◆ What to produce
Reproduce the stretch of the Tray Maddox page from "As a senior" through "the Cleveland Charge.", keeping every word and mark the same.

◆ Page excerpt
Tray Maddox

No. 0 – Al Nawair
- Position: Shooting guard
- League: Syrian Basketball League

Personal information
- Born: August 13, 2000 (age 26) Novi, Michigan, U.S.
- Listed height: 6 ft 6 in (1.98 m)
- Listed weight: 200 lb (91 kg)

Career information
- High school: Novi (Novi, Michigan)
- College: Oakland (2018–2020); Cal State Fullerton (2020–2022); Western Michigan (2022–2023);
- NBA draft: 2023: undrafted
- Playing career: 2023–present

Career history
- 2023–2024: Osceola Magic
- 2024: Cleveland Charge
- 2024–2025: Windsor Express
- 2025: Texas Legends
- 2025: Astros de Jalisco
- 2026: Beirut Club
- 2026–present: Al Nawair

= Tray Maddox =

American basketball player (born 2000)

Traveon Kierr Maddox Jr. (born August 13, 2000) is an American professional basketball player for Al Nawair of the Syrian Basketball League. He played college basketball for the Oakland Golden Grizzlies, Cal State Fullerton Titans and Western Michigan Broncos.

==Early life==
Maddox was born in Novi, Michigan, on August 13, 2000. He played basketball and football for the Wildcats. He had multiple D-I offers for football, but he chose to pursue basketball because of the threat of injuries and CTE. He received basketball offers from Syracuse, Ball State, Kent State, and Oakland, and committed to play for the Oakland Golden Grizzlies and coach Greg Kampe.

==College career==
As a freshman at Oakland, Maddox averaged 6.7 points and 2.4 rebounds per game. He had a better season as a sophomore, putting up 9.0 points, 3.0 rebounds, and 2.2 assists during the 2019–20 season. He transferred to Cal State Fullerton for his junior year.

During his first year at CSU Fullerton, he averaged 15.9 points and made Second Team All-Big West Conference in the COVID shortened season. In 2021-22 for the Titans, Maddox averaged 9.5 points, 2.6 rebounds, 1.9 assists and 1.1 steals, helping CSUF win the Big West and reach March Madness for the first time since 2018. He transferred closer to his hometown to play at Western Michigan, using his final year of eligibility to play for the Broncos.

As a senior for the Broncos, Maddox 12.5 points and 3.8 rebounds in 25 games, starting 18 at shooting guard. He put up his collegiate career high against Miami, putting up 25 versus the Hurricanes. He also put up 22 on Senior Night against Central Michigan, including 6 three-pointers.

==Professional career==
===Osceola Magic (2023–2024)===
Maddox was selected with the fourth pick of the second round (34th overall) by the Osceola Magic in the 2023 NBA G-League Draft.

===Cleveland Charge (2024)===
On March 6, 2024, Maddox was traded to the Cleveland Charge.

On August 29, 2024, Maddox was traded to the Long Island Nets, but was waived on November 4.

===Windsor Express (2024)===
In December 2024, Maddox joined the Windsor Express of the Basketball Super League.

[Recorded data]
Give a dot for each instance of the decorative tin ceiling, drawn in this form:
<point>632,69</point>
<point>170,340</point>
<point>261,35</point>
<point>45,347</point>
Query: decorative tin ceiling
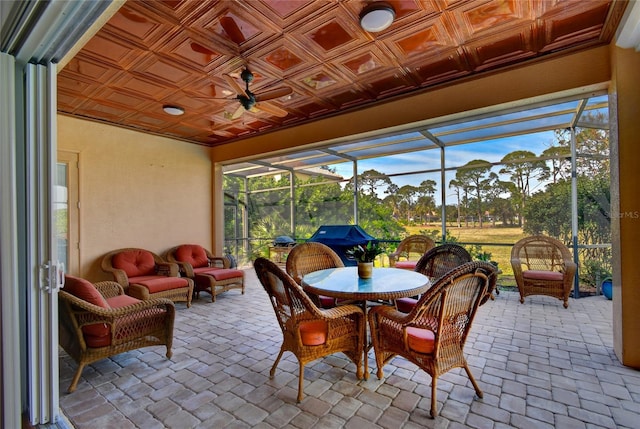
<point>182,52</point>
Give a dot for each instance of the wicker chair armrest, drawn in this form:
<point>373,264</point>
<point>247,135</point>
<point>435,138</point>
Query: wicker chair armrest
<point>185,269</point>
<point>389,312</point>
<point>393,257</point>
<point>110,313</point>
<point>109,289</point>
<point>219,262</point>
<point>169,269</point>
<point>340,311</point>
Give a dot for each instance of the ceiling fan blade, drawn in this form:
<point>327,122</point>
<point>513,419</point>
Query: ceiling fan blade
<point>273,109</point>
<point>274,93</point>
<point>234,84</point>
<point>239,111</point>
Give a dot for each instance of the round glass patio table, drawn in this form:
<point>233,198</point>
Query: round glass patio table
<point>386,284</point>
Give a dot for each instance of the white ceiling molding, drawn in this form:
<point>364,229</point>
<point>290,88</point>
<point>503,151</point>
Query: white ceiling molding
<point>628,35</point>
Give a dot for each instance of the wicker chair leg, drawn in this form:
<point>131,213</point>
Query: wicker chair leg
<point>434,402</point>
<point>473,381</point>
<point>300,381</point>
<point>76,378</point>
<point>275,364</point>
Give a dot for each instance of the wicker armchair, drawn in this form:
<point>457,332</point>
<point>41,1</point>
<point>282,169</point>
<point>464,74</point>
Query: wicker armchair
<point>309,332</point>
<point>412,246</point>
<point>145,275</point>
<point>99,321</point>
<point>434,333</point>
<point>543,266</point>
<point>434,264</point>
<point>209,273</point>
<point>308,257</point>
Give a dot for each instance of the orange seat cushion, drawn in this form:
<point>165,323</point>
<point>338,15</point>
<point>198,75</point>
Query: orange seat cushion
<point>406,265</point>
<point>193,254</point>
<point>405,305</point>
<point>223,273</point>
<point>420,340</point>
<point>135,262</point>
<point>326,301</point>
<point>543,275</point>
<point>159,283</point>
<point>313,332</point>
<point>84,290</point>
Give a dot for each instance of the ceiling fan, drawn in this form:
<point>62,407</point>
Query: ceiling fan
<point>252,102</point>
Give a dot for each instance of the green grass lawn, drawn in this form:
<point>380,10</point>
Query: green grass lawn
<point>505,237</point>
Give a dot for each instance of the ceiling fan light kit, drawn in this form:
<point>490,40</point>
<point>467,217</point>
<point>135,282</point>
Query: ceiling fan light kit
<point>173,110</point>
<point>377,16</point>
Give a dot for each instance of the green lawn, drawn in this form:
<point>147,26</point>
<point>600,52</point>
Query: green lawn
<point>488,234</point>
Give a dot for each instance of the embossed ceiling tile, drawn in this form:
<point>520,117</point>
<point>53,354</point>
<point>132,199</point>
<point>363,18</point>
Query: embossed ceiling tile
<point>164,70</point>
<point>449,65</point>
<point>180,10</point>
<point>102,111</point>
<point>501,50</point>
<point>85,68</point>
<point>368,59</point>
<point>308,108</point>
<point>192,52</point>
<point>141,27</point>
<point>318,79</point>
<point>427,38</point>
<point>123,100</point>
<point>210,86</point>
<point>284,56</point>
<point>142,86</point>
<point>331,35</point>
<point>237,24</point>
<point>77,85</point>
<point>574,24</point>
<point>147,120</point>
<point>288,13</point>
<point>346,97</point>
<point>481,16</point>
<point>388,83</point>
<point>104,47</point>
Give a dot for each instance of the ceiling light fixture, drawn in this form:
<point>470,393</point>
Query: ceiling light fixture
<point>173,110</point>
<point>377,17</point>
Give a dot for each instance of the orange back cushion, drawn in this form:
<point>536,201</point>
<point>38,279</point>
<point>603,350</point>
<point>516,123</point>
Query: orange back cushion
<point>135,263</point>
<point>84,290</point>
<point>192,254</point>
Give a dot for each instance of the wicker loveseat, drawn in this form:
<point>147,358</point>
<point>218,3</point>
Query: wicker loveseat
<point>144,275</point>
<point>209,273</point>
<point>99,321</point>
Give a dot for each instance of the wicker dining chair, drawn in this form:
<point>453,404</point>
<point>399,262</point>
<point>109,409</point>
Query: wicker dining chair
<point>413,246</point>
<point>211,274</point>
<point>434,333</point>
<point>98,320</point>
<point>307,257</point>
<point>434,264</point>
<point>543,266</point>
<point>309,332</point>
<point>144,275</point>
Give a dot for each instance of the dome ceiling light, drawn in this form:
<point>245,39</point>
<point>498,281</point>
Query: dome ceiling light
<point>173,110</point>
<point>377,16</point>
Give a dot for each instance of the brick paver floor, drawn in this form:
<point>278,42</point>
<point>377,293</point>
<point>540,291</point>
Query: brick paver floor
<point>539,365</point>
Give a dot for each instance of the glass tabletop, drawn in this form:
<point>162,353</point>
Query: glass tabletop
<point>386,283</point>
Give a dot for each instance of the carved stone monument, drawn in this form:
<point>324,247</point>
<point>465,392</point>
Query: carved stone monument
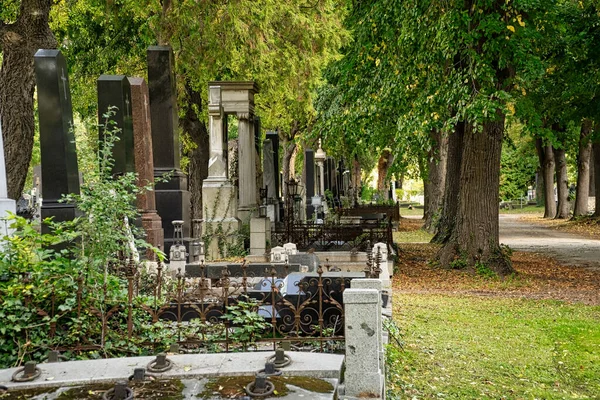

◆ Written answer
As a senior for the Broncos, Maddox 12.5 points and 3.8 rebounds in 25 games, starting 18 at shooting guard. He put up his collegiate career high against Miami, putting up 25 versus the Hurricanes. He also put up 22 on Senior Night against Central Michigan, including 6 three-pointers.

==Professional career==
===Osceola Magic (2023–2024)===
Maddox was selected with the fourth pick of the second round (34th overall) by the Osceola Magic in the 2023 NBA G-League Draft.

===Cleveland Charge (2024)===
On March 6, 2024, Maddox was traded to the Cleveland Charge.